Aim →
Please pick out every line below that contains the word "foliage" and copy each one. Case counts.

++++ Stored rows

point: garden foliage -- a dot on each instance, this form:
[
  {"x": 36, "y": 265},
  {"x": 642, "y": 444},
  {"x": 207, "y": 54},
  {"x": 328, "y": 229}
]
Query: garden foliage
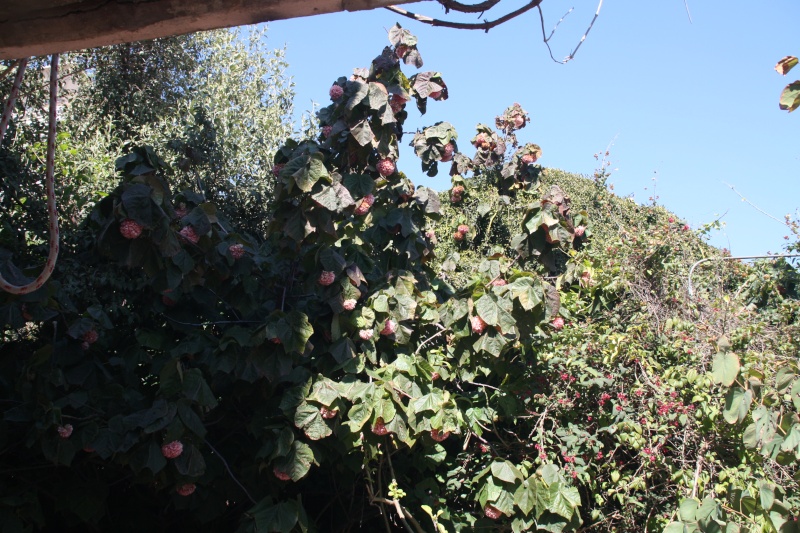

++++++++

The answer →
point: garden foliage -- a dot on each instance, this form:
Query: garden foliage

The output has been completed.